··· Available data

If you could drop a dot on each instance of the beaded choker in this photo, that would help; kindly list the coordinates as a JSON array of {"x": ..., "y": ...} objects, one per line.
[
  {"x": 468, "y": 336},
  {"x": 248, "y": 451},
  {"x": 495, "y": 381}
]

······

- Instructions to follow: Would you please transcribe each line of the material exactly?

- Answer section:
If you could drop a dot on each instance of the beaded choker in this photo, that would help; kindly list the coordinates as a JSON array of {"x": ..., "y": ...} objects, one per line.
[
  {"x": 468, "y": 336},
  {"x": 248, "y": 451},
  {"x": 495, "y": 381}
]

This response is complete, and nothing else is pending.